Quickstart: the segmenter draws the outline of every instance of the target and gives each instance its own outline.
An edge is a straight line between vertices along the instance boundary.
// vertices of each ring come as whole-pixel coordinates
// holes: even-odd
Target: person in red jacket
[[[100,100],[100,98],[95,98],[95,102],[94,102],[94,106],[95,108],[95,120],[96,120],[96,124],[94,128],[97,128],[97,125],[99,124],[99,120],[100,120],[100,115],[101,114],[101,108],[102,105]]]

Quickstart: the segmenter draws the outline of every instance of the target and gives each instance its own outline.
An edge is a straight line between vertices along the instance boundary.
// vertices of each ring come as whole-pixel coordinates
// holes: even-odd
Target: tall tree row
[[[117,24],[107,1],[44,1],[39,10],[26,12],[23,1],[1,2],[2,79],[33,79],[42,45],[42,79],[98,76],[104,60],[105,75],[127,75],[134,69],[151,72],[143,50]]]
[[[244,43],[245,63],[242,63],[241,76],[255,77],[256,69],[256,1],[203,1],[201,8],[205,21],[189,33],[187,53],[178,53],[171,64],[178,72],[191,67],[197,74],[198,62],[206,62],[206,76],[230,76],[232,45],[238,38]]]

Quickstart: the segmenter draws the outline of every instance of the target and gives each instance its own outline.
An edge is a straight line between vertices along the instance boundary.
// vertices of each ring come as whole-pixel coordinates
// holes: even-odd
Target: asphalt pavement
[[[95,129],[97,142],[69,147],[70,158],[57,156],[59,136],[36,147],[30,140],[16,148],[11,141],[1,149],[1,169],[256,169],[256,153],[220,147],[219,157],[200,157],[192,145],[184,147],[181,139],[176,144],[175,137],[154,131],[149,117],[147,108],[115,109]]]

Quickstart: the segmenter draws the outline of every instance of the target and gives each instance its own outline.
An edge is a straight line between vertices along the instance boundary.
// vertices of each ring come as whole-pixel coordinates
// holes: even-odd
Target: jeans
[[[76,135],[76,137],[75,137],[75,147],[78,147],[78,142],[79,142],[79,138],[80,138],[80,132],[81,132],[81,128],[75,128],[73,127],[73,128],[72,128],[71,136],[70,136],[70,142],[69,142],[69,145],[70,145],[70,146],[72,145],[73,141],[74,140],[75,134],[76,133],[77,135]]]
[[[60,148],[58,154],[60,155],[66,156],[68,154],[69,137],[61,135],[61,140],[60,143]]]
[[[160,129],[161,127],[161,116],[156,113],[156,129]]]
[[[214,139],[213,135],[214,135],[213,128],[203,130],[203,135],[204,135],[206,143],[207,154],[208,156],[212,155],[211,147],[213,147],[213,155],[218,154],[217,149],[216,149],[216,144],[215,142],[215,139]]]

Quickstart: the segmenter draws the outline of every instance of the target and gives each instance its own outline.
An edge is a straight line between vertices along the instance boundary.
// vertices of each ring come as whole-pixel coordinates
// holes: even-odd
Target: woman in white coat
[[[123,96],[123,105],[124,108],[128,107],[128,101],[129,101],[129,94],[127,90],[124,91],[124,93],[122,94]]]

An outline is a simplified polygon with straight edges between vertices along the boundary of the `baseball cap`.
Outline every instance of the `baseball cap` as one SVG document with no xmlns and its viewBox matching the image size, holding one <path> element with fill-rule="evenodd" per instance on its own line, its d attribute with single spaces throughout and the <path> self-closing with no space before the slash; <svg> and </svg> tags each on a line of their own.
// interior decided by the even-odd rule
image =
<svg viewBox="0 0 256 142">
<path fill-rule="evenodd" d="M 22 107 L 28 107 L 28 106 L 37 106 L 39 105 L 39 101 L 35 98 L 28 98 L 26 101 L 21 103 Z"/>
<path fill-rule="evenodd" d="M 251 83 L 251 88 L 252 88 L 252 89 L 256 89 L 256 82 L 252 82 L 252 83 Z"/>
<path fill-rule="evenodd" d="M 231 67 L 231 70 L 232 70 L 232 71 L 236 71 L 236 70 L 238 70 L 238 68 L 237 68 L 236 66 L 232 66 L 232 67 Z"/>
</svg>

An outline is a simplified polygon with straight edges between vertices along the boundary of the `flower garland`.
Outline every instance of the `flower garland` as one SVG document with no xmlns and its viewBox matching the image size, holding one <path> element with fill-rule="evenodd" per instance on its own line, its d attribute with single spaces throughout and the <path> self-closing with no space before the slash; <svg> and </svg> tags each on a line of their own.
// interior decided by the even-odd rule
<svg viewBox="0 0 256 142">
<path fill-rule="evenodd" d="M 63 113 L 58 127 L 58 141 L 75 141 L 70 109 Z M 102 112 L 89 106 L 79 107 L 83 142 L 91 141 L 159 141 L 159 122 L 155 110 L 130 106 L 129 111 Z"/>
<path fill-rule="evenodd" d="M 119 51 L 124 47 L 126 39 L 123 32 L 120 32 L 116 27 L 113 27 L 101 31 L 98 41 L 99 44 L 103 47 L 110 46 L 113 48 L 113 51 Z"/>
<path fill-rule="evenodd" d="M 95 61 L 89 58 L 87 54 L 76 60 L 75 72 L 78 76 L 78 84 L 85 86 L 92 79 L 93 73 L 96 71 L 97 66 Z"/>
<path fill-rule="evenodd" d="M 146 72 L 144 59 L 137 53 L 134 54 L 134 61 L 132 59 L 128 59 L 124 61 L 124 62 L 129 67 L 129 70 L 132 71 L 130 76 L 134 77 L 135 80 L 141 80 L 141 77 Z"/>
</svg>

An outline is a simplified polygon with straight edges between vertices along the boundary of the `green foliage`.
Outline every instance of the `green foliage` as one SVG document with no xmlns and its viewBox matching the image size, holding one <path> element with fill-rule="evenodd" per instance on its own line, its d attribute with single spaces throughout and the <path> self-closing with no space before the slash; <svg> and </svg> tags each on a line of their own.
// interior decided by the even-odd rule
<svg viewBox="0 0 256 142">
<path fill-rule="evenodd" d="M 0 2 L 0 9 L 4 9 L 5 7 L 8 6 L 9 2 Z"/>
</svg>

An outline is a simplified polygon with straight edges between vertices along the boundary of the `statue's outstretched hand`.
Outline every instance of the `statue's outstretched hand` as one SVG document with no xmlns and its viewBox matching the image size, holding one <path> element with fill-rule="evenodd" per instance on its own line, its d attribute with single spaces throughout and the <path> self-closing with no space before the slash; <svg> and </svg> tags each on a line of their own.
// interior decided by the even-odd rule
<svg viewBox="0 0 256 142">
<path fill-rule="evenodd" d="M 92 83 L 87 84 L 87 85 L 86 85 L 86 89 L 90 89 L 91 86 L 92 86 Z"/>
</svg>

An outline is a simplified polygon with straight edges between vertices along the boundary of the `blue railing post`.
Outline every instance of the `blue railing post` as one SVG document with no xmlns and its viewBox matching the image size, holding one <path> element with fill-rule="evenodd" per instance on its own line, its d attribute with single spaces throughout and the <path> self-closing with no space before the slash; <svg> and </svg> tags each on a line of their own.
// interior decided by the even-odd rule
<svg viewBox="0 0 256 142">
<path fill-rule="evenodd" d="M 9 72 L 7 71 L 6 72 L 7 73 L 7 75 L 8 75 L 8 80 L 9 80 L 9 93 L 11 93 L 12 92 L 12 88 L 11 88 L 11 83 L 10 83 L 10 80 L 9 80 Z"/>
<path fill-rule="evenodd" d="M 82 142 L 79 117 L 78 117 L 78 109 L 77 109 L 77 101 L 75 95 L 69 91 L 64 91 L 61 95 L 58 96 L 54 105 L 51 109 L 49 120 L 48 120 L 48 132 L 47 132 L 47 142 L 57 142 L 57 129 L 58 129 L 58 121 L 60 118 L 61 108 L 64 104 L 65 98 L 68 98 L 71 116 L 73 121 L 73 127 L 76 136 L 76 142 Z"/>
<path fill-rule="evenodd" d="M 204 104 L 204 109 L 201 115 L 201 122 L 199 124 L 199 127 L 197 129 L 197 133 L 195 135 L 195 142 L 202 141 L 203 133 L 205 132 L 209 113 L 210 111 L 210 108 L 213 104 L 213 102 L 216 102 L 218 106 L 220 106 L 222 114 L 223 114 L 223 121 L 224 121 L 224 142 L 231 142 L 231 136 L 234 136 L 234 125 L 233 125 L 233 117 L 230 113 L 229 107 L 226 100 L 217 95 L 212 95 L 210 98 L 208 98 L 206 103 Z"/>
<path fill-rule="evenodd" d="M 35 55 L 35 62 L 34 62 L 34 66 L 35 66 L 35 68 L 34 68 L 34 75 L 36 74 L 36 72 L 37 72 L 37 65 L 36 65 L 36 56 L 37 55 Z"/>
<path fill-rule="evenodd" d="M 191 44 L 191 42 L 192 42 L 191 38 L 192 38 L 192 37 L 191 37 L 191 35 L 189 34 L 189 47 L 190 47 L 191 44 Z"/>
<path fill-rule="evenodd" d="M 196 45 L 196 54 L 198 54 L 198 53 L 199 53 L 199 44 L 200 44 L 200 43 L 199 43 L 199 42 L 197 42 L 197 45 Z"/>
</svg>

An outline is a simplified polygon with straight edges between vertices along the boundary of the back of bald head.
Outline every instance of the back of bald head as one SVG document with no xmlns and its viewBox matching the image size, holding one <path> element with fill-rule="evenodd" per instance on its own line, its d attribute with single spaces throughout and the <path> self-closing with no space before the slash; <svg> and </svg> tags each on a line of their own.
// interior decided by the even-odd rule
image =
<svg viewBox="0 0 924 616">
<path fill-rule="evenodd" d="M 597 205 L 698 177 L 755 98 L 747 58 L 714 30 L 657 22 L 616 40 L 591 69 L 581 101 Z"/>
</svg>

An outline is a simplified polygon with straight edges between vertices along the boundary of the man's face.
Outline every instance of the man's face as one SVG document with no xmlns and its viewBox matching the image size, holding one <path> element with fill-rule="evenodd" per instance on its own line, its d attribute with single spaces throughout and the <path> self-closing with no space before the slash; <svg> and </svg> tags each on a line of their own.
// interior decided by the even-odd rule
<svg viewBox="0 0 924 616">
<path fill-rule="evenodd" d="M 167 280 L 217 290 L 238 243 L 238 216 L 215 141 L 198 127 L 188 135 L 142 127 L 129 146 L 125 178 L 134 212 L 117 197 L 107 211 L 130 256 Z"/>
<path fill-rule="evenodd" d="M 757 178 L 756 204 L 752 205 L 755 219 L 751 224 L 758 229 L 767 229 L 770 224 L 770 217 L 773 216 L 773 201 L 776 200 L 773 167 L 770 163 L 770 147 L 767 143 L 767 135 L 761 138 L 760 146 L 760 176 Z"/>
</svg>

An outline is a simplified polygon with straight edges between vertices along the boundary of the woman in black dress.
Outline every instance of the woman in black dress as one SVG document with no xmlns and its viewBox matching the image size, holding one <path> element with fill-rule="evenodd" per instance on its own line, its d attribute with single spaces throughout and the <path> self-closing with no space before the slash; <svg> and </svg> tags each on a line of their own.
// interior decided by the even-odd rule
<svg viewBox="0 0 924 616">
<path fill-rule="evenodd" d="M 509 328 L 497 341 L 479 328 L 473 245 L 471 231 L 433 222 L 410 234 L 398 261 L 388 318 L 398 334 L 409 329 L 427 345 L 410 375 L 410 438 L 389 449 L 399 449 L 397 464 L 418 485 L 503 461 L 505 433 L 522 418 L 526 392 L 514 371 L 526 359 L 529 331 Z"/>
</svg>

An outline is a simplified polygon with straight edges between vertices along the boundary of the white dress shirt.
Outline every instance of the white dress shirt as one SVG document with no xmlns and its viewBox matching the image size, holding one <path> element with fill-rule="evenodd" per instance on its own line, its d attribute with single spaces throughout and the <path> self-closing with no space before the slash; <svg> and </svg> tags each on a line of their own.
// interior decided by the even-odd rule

> [DIRECTIONS FOR THIS TASK] Repeat the items word for word from their first line through the line containing "Target: person in red jacket", including that line.

> [WRITTEN RESPONSE]
Quickstart: the segmenter draws the outline of every instance of the target and gives each instance its own outline.
An edge is a straight line between vertices along the instance boundary.
// vertices of each ring come as whole-pixel coordinates
// holes: even-odd
Target: person in red jacket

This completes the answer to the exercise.